» **WRITTEN REQUEST 1**
Replace "dissimilarity matrix" with "distance matrix" in the clustering thread from "I have a dissimilarity" to "is working fine.", and write out that stretch with the change made.

3

I have a dissimilarity matrix and I want to run hierarchical clustering using that matrix as the only input as I don't know the source data itself. For background, I aim at clustering elements using their mutual correlation as distance. Following the methodology indicate in here, I'm using the correlation matrix to compute the dissimilarity matrix to be given to hclust as input. This is working fine.

My question is: how do I find the optimal number of clusters? Is there an index that can be computed by only knowing the dissimilarity matrix? The indices in NbClust require the source data to run - it is not enough to know the dissimilarity matrix. Is there any other method I can use in R?

Andrea
  • 31
  • 5
  • 2
    How do you define optimal or best number of clusters? – LauriK Jan 27 '15 at 11:37
  • @LauriK I would choose the number of clusters by using any of the many indices that have been developed with this purpose, like the ones available in [NbClust](http://cran.r-project.org/web/packages/NbClust/NbClust.pdf). My problem is that I need to find an index that doesn't require the original data set but only the dissimilarity matrix. – Andrea Jan 27 '15 at 12:05
  • What does hierarchical clustering have to do with your question? You don't need to set a number of clusters for HC – Lev Kuznetsov Jan 27 '15 at 12:16

1 Answers1

0

By just quickly looking at NbClust documentation it appears doable to only provide with the dissimilarity matrix omitting the original data source.

» **WRITTEN REQUEST 2**
Locate every line of the records that contains the word "green", with case counting, and copy each of those lines.

» **Image box annotation records**
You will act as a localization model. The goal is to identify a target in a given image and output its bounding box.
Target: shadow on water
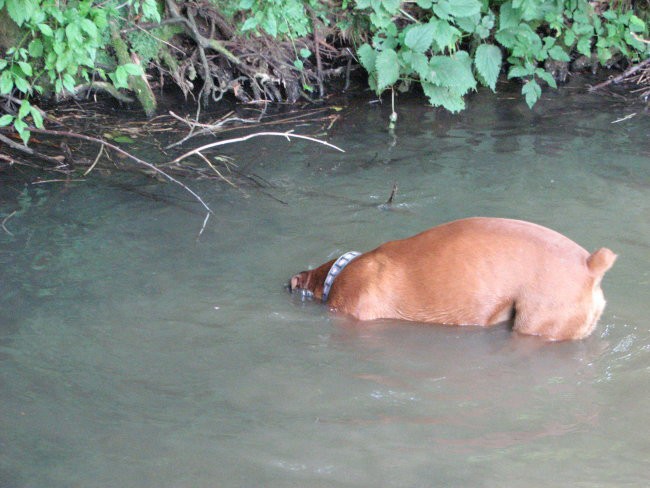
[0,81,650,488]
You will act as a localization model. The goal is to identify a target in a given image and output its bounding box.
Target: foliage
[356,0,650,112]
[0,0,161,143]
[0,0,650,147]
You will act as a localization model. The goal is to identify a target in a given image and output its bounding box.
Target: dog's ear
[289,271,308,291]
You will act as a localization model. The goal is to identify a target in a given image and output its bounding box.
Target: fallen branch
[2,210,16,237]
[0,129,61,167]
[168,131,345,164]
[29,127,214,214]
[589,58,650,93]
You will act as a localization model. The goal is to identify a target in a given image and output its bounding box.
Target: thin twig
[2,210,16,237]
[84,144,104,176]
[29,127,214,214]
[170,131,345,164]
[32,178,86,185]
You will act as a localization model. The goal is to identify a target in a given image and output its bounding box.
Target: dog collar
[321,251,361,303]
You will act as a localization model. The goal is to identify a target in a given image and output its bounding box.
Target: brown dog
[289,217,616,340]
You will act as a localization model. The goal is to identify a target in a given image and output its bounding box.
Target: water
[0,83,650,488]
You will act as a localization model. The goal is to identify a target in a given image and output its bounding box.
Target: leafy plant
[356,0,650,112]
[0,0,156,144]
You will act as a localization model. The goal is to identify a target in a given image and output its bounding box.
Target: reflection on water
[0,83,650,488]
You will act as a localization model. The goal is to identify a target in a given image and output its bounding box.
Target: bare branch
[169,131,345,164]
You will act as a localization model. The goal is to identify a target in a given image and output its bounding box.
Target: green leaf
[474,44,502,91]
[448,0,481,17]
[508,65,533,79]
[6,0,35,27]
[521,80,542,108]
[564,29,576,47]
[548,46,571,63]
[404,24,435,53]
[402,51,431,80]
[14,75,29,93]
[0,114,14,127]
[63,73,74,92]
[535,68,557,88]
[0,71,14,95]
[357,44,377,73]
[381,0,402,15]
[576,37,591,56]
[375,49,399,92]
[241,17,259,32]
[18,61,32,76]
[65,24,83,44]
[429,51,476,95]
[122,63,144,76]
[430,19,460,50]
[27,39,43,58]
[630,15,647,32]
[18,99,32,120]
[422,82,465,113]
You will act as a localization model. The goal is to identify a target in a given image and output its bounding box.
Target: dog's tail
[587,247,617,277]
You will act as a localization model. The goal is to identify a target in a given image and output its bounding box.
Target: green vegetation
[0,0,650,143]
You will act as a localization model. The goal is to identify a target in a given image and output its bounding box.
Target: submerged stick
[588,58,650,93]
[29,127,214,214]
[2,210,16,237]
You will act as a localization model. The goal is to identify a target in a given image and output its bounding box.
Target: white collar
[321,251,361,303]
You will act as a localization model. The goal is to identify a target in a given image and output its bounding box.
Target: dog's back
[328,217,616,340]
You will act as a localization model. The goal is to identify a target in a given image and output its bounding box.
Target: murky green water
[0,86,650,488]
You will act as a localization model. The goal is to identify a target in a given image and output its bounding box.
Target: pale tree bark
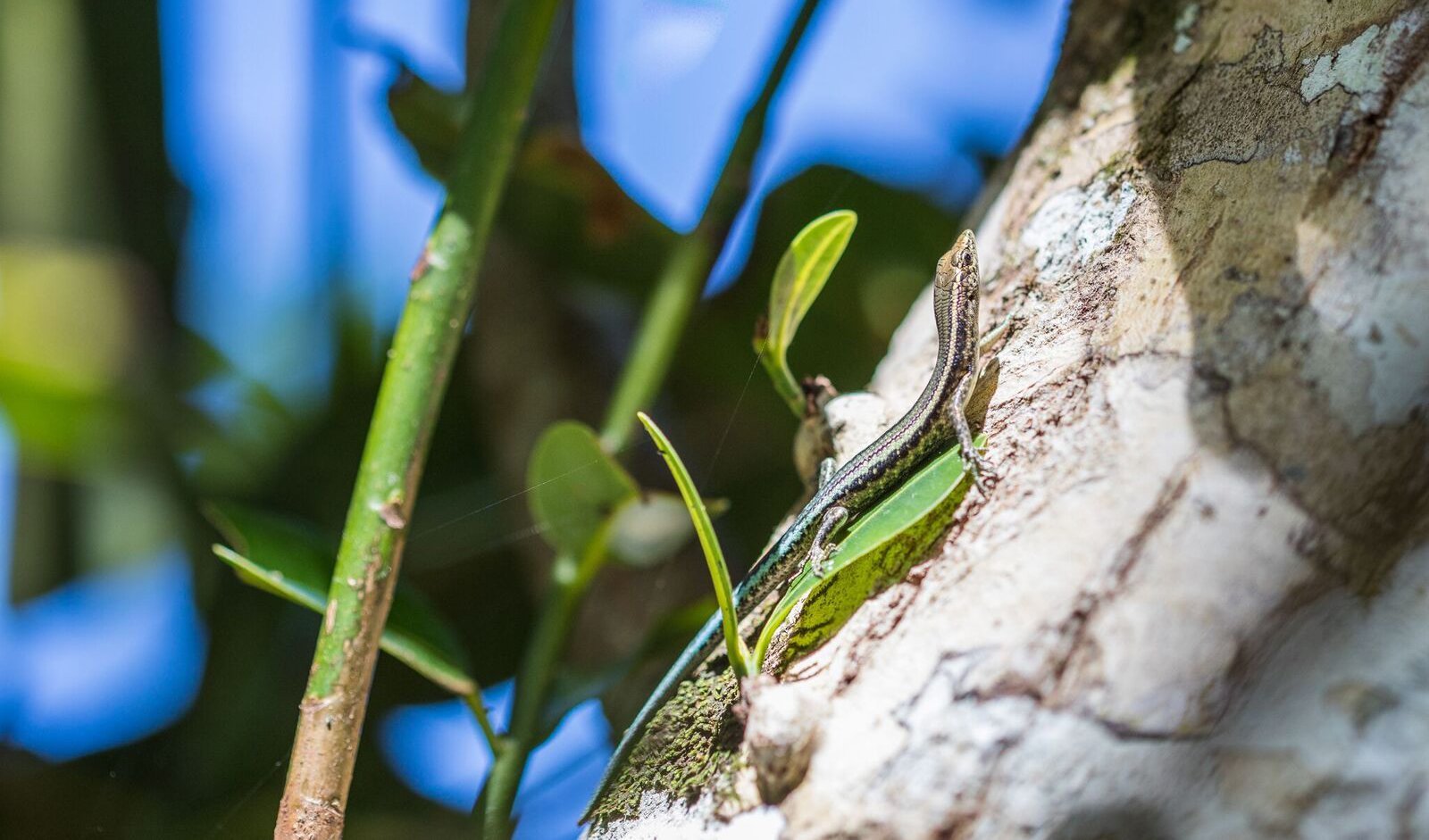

» **CORRECT OUTPUT 1**
I have a distance matrix and I want to run hierarchical clustering using that matrix as the only input as I don't know the source data itself. For background, I aim at clustering elements using their mutual correlation as distance. Following the methodology indicate in here, I'm using the correlation matrix to compute the distance matrix to be given to hclust as input. This is working fine.

» **CORRECT OUTPUT 2**
Target: green leaf
Target: green vegetation
Target: murky green water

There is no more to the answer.